■ **Text**

= List of athletes at the 2016 Summer Olympics with a prior doping offence =

As of 8 August 2016 11,491 athletes were registered to compete at the 2016 Summer Olympics held in Rio de Janeiro, Brazil.

All Olympic sports are signed up to the World Anti-Doping Agency (WADA) code which operates on a strict liability principle, whereby an athlete is strictly liable for any adverse analytical finding from their urine or blood samples. Until 2015, the standard punishment for a first doping offence was two years suspension. For a second or subsequent offence, the standard punishment is between 8 years suspension and a lifetime ban. From 2015 onwards, the standard suspension for an adverse finding involving an unspecified substance such as steroids and human growth hormone was increased to four years.

■ **Directions**
**a.** According to the doping offence text, what was the standard punishment for a first doping offence until 2015?
**b.** Reproduce the doping offence text between "As of 8 August" and "to four years.", inclusive.

■ **Supplied records**
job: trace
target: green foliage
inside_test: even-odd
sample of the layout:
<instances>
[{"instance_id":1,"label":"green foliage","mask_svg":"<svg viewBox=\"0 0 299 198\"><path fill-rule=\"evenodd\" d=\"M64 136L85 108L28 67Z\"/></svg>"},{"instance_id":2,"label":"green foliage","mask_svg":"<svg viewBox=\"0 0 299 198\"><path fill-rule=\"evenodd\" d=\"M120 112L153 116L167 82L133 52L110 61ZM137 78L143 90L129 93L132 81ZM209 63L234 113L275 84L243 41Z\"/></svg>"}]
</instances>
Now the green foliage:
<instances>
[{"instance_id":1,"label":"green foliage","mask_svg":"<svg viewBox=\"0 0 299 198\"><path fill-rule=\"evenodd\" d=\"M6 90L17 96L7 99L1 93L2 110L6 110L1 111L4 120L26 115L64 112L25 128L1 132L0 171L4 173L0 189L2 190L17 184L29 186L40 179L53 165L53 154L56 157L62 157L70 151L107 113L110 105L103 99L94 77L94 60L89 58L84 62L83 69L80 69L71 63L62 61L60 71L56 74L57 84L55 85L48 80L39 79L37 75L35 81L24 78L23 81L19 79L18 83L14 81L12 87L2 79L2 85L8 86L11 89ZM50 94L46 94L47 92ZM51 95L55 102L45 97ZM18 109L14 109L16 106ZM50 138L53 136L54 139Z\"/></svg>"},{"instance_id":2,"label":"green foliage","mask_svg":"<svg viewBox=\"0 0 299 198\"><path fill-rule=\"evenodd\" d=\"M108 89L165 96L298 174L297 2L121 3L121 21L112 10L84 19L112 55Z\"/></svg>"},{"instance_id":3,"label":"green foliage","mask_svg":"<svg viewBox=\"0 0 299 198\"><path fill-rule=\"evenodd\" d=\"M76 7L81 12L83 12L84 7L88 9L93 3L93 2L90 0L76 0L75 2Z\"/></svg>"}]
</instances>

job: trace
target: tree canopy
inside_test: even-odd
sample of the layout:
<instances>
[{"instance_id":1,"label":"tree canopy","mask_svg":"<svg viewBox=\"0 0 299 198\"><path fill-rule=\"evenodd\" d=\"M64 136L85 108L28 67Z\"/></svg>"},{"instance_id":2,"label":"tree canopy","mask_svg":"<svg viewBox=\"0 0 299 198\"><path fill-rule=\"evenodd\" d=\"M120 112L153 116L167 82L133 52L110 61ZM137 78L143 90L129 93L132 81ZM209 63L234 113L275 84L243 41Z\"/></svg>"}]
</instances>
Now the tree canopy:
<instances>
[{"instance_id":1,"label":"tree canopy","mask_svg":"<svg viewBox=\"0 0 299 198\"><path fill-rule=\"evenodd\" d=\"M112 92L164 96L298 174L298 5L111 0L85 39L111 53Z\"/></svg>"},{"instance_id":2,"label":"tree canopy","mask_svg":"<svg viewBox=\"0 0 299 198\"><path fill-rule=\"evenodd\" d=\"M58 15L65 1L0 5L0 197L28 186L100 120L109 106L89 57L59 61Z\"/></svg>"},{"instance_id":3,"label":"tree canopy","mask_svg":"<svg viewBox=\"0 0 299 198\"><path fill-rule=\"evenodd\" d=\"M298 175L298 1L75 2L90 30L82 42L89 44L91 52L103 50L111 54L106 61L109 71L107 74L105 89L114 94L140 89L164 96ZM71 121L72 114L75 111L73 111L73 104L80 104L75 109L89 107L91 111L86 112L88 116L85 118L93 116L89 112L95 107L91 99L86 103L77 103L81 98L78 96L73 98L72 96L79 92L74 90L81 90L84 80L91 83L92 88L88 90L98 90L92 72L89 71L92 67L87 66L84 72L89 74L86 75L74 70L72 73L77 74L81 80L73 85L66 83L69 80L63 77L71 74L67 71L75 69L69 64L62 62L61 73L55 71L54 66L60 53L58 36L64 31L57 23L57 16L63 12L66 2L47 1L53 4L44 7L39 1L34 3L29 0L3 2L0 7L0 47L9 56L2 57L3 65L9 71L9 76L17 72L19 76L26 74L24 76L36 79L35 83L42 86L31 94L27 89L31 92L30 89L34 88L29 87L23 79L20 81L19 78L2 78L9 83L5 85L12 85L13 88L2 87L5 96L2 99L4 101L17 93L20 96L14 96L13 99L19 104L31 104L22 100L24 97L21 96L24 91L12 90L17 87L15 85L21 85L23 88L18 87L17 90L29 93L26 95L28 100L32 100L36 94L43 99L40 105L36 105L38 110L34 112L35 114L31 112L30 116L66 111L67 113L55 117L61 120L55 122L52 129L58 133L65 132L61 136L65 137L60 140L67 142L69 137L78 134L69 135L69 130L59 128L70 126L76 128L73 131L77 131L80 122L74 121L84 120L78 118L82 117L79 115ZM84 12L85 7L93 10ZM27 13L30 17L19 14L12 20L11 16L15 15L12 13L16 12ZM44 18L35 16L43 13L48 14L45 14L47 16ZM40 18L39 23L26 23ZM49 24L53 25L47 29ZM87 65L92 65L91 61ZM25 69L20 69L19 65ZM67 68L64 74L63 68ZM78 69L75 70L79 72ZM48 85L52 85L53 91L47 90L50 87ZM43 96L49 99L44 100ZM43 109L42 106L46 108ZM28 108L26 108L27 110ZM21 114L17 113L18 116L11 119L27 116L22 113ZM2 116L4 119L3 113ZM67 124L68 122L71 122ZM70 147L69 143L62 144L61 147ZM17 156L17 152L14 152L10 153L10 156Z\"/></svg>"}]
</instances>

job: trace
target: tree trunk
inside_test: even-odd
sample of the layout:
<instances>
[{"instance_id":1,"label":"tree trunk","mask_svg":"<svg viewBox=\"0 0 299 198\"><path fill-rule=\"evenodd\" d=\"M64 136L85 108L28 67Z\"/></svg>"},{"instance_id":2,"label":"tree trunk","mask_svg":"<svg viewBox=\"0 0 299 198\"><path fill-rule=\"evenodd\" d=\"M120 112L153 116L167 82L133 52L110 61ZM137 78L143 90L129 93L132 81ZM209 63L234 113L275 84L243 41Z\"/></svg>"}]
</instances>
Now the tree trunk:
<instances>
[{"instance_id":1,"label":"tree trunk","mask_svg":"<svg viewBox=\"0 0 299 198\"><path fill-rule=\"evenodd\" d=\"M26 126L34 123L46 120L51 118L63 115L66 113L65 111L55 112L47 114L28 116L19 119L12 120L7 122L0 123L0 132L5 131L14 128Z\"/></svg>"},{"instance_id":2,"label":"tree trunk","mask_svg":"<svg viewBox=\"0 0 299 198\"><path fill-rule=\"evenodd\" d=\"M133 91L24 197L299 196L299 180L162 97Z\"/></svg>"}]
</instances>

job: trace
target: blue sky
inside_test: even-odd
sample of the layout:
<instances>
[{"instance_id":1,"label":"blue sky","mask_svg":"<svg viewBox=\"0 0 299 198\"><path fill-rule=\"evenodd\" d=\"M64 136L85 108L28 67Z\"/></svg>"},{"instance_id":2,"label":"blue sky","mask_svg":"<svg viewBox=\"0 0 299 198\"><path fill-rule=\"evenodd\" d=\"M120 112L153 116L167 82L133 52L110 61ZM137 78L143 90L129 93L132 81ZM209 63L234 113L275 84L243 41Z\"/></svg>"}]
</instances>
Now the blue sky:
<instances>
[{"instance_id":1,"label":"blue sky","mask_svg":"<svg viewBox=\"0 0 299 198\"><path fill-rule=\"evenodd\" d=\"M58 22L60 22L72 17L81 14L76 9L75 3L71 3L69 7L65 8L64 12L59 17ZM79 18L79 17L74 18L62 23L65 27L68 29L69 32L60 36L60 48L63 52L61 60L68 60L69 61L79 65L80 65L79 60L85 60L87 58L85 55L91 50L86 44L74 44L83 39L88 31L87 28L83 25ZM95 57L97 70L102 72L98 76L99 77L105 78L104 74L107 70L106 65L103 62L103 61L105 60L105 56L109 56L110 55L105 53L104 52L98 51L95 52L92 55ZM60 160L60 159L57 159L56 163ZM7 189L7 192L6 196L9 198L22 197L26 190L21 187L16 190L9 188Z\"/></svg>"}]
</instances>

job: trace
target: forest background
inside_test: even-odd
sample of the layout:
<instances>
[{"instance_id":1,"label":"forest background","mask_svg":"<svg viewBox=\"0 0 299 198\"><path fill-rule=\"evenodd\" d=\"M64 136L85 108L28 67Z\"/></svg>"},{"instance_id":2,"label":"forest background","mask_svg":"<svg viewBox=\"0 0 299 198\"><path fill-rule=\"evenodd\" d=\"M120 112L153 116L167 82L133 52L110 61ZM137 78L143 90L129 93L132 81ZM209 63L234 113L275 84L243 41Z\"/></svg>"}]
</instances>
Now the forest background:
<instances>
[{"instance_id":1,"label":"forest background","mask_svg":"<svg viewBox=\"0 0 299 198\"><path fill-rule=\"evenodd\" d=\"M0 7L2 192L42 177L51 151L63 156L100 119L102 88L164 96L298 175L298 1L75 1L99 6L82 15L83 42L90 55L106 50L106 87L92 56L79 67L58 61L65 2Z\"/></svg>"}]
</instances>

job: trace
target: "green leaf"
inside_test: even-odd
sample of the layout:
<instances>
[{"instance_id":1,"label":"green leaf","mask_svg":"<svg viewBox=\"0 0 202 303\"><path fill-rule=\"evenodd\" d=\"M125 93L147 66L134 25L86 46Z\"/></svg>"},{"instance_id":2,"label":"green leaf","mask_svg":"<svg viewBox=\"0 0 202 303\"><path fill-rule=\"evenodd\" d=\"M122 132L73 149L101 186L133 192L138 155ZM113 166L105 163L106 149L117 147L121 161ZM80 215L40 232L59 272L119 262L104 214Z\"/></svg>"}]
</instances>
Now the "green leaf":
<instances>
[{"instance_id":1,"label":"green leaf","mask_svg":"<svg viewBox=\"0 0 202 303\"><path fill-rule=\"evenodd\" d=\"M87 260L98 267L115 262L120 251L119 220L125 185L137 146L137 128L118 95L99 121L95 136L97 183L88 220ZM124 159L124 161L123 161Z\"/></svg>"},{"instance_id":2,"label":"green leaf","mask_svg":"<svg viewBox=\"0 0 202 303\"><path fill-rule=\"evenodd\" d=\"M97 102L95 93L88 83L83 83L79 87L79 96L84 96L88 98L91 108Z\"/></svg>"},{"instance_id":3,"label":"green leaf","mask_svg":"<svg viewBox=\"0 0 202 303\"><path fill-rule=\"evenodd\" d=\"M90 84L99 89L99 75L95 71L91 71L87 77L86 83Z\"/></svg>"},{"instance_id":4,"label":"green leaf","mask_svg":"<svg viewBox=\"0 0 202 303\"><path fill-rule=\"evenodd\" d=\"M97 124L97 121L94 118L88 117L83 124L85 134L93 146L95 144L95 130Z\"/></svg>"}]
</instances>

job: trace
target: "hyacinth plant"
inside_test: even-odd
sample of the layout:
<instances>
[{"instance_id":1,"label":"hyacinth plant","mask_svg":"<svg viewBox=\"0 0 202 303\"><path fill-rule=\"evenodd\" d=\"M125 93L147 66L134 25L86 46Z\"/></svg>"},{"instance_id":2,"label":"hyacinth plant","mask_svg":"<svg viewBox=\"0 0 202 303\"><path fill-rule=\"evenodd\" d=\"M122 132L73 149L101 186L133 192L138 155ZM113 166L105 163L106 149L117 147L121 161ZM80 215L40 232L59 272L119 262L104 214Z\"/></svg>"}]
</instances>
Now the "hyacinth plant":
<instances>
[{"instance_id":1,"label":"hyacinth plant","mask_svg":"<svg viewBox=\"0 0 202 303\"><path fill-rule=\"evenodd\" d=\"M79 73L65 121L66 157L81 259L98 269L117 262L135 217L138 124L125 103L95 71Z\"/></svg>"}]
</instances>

■ **Outputs by task**
**a.** Two years suspension.

**b.**
As of 8 August 2016 11,491 athletes were registered to compete at the 2016 Summer Olympics held in Rio de Janeiro, Brazil.

All Olympic sports are signed up to the World Anti-Doping Agency (WADA) code which operates on a strict liability principle, whereby an athlete is strictly liable for any adverse analytical finding from their urine or blood samples. Until 2015, the standard punishment for a first doping offence was two years suspension. For a second or subsequent offence, the standard punishment is between 8 years suspension and a lifetime ban. From 2015 onwards, the standard suspension for an adverse finding involving an unspecified substance such as steroids and human growth hormone was increased to four years.